▶ Aim of the task
Report every line of the data below that contains the word "grass". Case matters, so skip any line where it shows up with different capitalization.

▶ Data extract
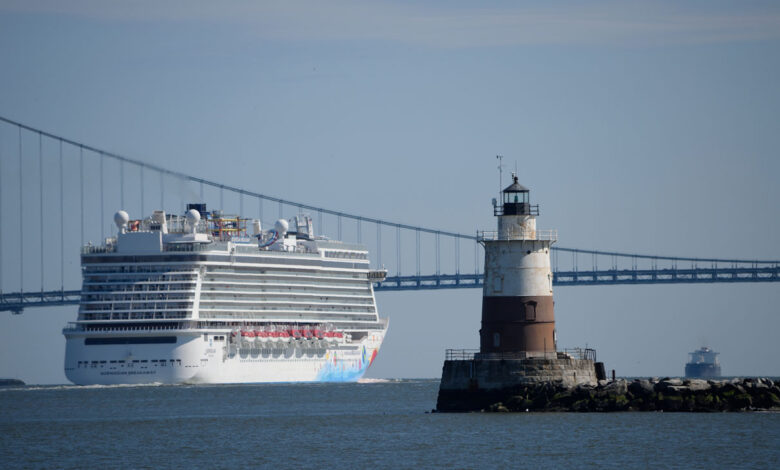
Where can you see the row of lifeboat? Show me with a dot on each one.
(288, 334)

...

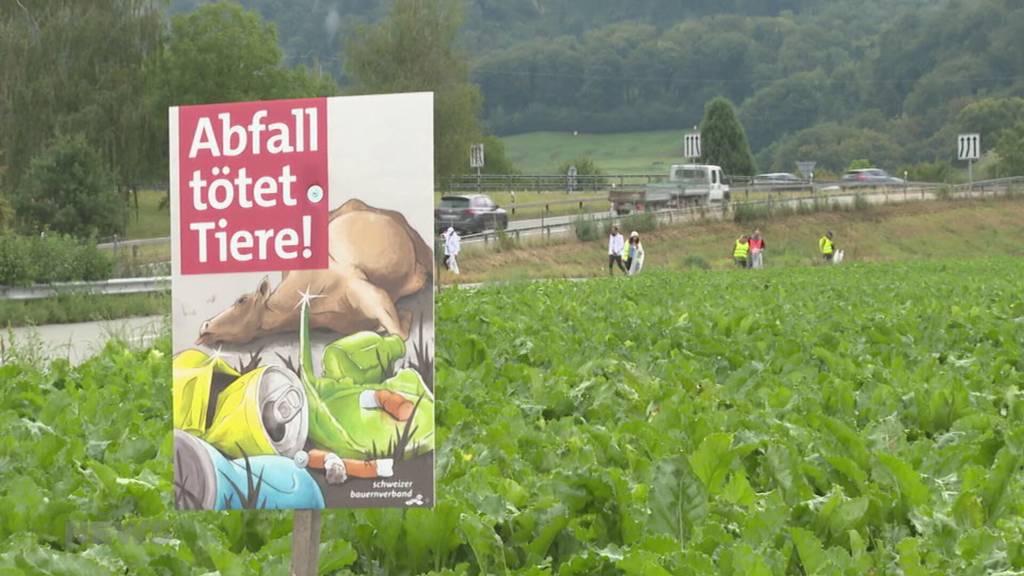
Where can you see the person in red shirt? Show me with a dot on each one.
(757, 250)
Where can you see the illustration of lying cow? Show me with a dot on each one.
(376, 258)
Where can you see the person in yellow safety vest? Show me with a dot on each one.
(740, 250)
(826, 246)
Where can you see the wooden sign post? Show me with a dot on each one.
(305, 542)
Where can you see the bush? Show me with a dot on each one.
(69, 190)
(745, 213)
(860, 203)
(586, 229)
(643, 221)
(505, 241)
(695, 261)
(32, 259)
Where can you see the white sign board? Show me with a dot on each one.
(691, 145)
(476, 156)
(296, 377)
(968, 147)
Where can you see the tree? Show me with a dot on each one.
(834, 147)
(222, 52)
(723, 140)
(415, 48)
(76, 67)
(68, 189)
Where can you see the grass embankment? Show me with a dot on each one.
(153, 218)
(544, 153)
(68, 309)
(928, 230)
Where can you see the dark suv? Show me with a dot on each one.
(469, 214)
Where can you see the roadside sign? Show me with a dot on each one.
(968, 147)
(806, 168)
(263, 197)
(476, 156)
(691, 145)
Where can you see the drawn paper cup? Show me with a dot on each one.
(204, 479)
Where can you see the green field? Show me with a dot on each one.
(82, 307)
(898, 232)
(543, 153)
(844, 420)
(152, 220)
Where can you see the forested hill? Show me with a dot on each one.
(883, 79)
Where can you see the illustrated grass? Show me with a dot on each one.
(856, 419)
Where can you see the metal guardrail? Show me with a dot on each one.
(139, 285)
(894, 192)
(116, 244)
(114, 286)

▶ Written answer
Where can you see the grass embankment? Show me with a dot on each one.
Where can you see the illustrated grass? Show me with a dot on each one.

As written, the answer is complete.